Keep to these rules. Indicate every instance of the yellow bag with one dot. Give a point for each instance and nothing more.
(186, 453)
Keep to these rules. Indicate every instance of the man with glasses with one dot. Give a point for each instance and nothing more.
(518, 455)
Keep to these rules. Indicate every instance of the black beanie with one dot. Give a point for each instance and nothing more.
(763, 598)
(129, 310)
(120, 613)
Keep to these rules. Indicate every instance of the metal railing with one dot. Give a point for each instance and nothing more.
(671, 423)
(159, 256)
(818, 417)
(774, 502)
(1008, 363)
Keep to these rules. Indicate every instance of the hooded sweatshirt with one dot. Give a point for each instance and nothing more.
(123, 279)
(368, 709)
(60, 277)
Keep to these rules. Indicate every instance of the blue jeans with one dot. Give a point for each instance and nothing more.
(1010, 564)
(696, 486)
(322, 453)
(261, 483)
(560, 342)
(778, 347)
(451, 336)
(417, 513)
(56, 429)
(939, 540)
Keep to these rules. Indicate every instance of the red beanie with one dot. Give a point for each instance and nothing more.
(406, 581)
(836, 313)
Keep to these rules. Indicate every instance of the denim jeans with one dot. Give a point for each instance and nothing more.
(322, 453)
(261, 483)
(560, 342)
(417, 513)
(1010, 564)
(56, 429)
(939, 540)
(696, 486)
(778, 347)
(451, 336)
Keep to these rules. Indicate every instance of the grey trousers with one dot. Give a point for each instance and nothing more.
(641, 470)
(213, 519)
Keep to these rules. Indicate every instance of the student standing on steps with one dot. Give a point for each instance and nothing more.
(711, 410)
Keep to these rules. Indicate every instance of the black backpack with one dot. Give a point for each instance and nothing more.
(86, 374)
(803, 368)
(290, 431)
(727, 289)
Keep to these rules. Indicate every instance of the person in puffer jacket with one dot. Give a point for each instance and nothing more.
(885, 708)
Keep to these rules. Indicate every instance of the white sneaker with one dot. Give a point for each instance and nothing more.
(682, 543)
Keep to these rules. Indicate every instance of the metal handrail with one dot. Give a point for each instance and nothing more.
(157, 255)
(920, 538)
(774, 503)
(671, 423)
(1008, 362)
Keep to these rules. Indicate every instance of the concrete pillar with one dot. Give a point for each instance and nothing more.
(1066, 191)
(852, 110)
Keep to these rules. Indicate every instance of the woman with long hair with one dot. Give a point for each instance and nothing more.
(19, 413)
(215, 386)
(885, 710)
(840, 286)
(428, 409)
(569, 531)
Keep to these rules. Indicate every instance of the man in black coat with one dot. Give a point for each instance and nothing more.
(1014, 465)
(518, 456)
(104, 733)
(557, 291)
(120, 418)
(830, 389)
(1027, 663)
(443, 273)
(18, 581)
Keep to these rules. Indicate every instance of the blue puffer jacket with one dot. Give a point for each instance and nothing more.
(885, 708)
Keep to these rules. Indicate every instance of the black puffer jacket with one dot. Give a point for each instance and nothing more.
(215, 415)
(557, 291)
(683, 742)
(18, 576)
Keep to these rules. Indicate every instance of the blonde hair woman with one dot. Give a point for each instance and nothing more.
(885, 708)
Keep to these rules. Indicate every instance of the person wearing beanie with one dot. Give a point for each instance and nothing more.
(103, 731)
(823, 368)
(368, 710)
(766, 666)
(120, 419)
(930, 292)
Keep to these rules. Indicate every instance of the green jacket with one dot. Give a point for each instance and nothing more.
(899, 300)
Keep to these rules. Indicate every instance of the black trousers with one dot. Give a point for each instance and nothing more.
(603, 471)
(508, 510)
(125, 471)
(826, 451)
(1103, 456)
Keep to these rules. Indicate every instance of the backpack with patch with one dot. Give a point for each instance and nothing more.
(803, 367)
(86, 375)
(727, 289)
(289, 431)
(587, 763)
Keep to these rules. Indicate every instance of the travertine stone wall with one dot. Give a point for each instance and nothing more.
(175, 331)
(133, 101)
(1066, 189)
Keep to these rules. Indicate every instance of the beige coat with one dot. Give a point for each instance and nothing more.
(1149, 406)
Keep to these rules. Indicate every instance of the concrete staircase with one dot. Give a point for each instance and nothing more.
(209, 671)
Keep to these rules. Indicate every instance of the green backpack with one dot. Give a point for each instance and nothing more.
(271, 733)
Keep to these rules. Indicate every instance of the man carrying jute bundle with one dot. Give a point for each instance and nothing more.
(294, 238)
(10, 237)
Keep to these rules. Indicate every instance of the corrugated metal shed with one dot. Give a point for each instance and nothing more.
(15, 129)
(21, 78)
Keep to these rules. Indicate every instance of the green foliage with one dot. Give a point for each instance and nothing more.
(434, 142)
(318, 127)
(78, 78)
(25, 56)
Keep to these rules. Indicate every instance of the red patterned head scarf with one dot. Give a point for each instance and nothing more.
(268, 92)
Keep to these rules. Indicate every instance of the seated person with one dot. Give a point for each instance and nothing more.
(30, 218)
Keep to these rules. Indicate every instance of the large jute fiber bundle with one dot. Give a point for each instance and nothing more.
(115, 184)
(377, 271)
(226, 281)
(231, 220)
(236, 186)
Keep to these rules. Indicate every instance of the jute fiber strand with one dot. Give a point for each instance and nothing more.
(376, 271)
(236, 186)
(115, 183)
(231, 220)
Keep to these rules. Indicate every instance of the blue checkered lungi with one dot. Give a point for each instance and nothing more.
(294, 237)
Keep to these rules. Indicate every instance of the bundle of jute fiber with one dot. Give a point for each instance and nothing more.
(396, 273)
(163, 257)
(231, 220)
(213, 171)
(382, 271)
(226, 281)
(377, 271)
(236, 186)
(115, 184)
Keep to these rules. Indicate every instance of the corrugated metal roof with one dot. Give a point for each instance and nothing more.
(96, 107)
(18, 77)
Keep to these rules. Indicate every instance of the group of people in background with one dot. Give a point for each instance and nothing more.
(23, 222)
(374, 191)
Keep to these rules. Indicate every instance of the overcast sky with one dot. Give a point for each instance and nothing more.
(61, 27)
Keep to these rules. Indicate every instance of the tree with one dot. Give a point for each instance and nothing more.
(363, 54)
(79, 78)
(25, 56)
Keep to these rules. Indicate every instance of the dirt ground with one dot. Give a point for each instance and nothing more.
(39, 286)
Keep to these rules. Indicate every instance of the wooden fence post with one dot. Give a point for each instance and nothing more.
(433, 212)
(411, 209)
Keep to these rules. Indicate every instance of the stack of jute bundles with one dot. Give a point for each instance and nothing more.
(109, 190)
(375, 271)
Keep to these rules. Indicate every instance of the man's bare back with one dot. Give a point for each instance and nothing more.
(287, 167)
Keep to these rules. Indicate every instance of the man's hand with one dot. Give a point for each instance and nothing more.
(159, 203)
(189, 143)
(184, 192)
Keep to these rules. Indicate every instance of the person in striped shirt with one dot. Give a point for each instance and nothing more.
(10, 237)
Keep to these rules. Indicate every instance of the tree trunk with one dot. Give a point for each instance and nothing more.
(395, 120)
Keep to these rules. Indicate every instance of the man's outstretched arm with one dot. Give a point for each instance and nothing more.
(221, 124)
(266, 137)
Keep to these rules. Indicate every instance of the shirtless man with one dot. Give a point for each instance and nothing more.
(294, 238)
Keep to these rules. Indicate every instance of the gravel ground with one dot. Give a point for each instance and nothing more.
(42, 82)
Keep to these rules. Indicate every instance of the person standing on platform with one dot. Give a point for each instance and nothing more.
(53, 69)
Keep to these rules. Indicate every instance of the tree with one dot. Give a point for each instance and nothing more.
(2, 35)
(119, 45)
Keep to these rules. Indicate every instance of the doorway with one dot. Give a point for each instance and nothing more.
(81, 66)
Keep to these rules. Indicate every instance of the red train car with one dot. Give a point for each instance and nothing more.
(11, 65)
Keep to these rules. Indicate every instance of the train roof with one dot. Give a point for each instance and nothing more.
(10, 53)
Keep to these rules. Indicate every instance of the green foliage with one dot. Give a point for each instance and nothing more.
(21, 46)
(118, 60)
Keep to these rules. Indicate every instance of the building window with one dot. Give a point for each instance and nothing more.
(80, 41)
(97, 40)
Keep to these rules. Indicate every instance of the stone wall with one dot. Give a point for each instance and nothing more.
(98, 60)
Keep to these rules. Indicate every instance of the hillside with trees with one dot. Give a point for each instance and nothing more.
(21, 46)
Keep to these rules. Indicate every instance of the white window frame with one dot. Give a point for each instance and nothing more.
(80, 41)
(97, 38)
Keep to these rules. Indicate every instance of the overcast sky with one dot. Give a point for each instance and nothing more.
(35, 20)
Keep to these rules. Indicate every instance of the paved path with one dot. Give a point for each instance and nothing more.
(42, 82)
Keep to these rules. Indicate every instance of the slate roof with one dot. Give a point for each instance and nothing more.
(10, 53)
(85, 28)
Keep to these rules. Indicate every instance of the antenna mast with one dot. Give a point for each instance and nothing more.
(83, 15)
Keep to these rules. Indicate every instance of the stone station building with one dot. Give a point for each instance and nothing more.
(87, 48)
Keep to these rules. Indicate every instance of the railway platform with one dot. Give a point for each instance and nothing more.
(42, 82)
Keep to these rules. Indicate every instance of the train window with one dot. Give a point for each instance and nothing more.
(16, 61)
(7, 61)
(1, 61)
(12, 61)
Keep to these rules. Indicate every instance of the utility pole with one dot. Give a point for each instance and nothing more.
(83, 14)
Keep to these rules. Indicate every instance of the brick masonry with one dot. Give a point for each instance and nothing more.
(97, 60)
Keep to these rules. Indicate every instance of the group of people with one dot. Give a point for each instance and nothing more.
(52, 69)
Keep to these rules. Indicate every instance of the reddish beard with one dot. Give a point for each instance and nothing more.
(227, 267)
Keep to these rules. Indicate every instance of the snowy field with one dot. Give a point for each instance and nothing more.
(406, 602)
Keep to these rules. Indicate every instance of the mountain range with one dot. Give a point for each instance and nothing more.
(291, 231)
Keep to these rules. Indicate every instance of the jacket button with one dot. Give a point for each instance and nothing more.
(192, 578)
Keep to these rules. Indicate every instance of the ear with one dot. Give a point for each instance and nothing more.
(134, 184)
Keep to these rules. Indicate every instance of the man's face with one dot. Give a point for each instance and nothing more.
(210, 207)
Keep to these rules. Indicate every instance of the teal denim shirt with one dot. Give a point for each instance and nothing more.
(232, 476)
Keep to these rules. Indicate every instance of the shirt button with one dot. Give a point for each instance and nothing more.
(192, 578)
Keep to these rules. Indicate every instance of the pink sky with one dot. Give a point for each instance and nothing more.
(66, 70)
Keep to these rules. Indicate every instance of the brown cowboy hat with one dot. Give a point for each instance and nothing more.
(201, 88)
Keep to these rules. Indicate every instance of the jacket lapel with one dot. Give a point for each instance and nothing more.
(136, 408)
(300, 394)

- - - - -

Directions for this task: Output the line holding "Keep to these rules. Indicate every instance of the ear", then every later line through the end of the records above, exactly as given and nothing else.

The reply:
Keep to these rules. Indicate every instance of the ear with one dot. Give a point for each instance and nothing more.
(134, 184)
Keep to these rules. Indicate every instance of the man's face with one dot. Give a point for each instance and nothing more.
(210, 207)
Keep to these rules. Indicate every instance of the teal denim shirt with one dot. Give a point for each instance and nothing more.
(232, 476)
Keep to these rules. Indicate every instance of the shirt button with one dot. Give a point for each instance and nothing more.
(192, 578)
Keep to these rules. Indicate every instance of the pink sky with one dot. Give a point for each instance and nothing more.
(66, 70)
Keep to these rules. Indicate every instance of the brown cowboy hat with one dot. Give a point for each instance and nothing more.
(201, 88)
Keep to these rules. Indicate every instance of the jacket lapel with one dot. Give a point for each instance and nothing more.
(136, 408)
(300, 394)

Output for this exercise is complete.